- PETUNJUK TUGAS: Lanjutkan teks tentang Ketoprak Mas Medi di bawah ini, mulai dari kalimat sesudah kalimat terakhirnya.

- KUTIPAN BACAAN:

Bagi banyak orang, ketoprak hanyalah sekadar hidangan. Namun, bagi saya, selain rasanya yang lezat karena bumbunya yang medok ketoprak Mas Medi adalah lambang dari kerja keras, ketekunan, dan kehangatan seorang penjual makanan yang tidak pernah kehilangan senyumnya.
Rahasia Menjalani Hidup
Sebagai warga Bogor beberapa tahun terakhir saya adalah pelanggan Ketoprak Mas Medi karena lokasinya berjualan tidak jauh dari rumah. Mas Medi berasal dari Palimanan Cirebon yang telah berjualan ketoprak sejak tahun 2014. Ia melanjutkan profesi ayahnya sebagai penjual ketoprak. Namun, ada yang berbeda dari kisah Mas Medi—ia memilih jalan ini atas keinginannya sendiri, dan dengan ketulusan serta dedikasi.
Setiap hari, dia dengan setia menyiapkan bahan-bahan seperti toge, bihun, ketupat, dan tahu yang kemudian disiram dengan bumbu kacang yang khas. Bumbu kacangnya, yang diracik dengan sempurna, selalu meninggalkan rasa ingin kembali bagi siapa saja yang mencicipinya. Dengan harga hanya Rp10.000, ketoprak Mas Medi tidak hanya ramah di kantong tetapi juga memanjakan lidah.

- DATA:
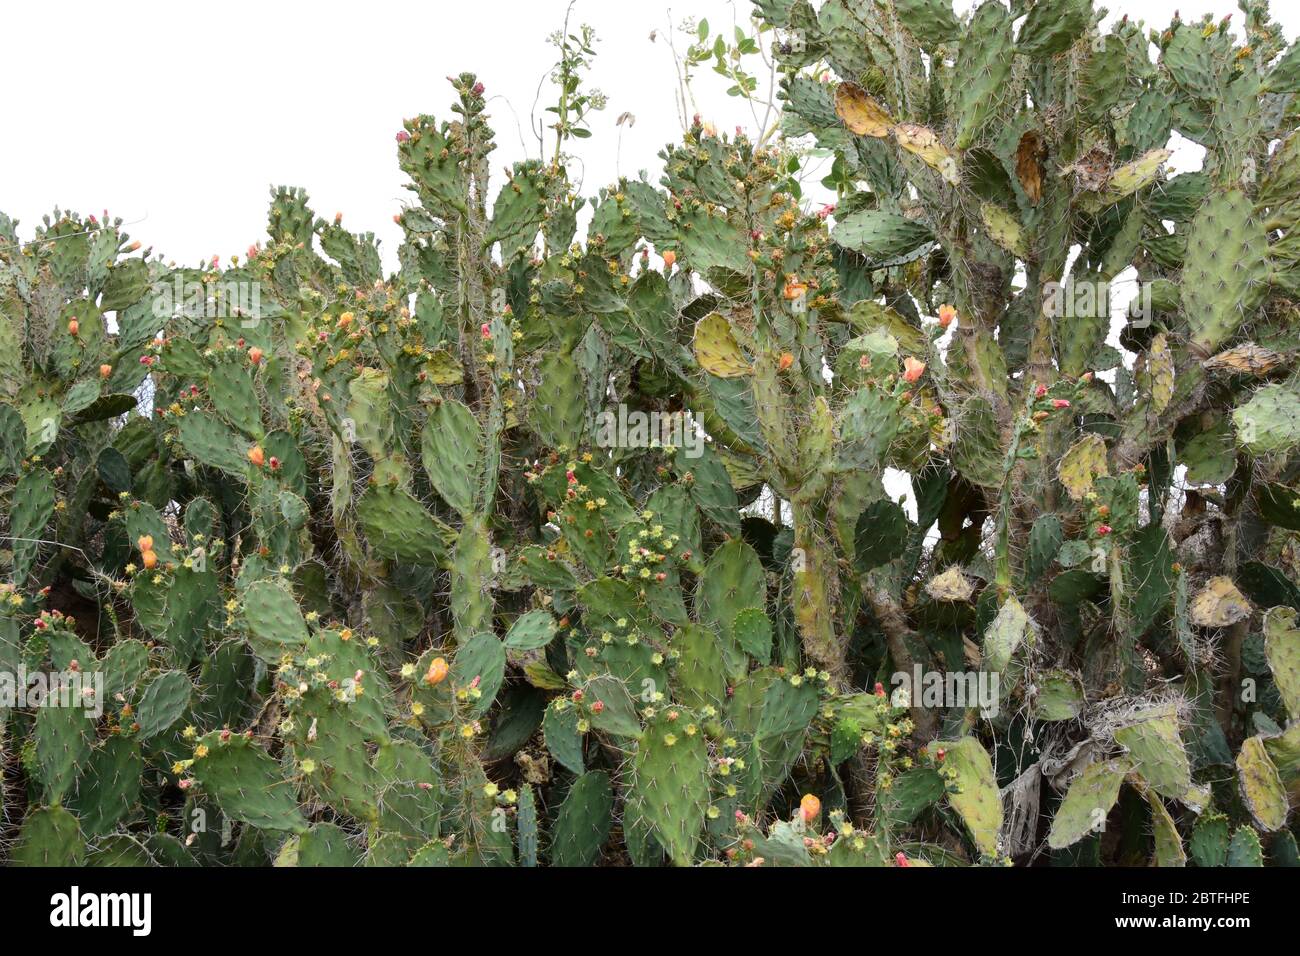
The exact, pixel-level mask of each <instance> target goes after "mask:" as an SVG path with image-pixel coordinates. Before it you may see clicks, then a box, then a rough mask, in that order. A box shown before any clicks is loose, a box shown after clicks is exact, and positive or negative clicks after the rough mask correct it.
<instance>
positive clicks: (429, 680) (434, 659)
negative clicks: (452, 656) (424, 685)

- JAWABAN:
Mas Medi memulai usahanya dari nol. Dari hasil tabungannya, ia membeli sebuah gerobak dan mulai menawarkan ketoprak lezatnya kepada masyarakat sekitar. Tak disangka, ketoprak buatannya mendapatkan sambutan hangat, bahkan ada pelanggan yang rela datang dari Tangerang hanya untuk menikmati seporsi ketoprak buatannya.
Sambil mengulek bumbu Mas Medi tetap sigap menyambut pelanggan yang datang. "Mau nunggu nggak, masih 8 porsi lagi,” begitu katanya.
Untuk menikmati kelezatannya orang harus sabar menunggu karena antrian yang panjang. Kenapa tak pakai asisten, tanya saya. Jawabannya cukup membuat hati saya terpotek. "Rezeki sudah ada yang ngatur, Bu. Gapapa pergi satu nanti ada gantinya seribu."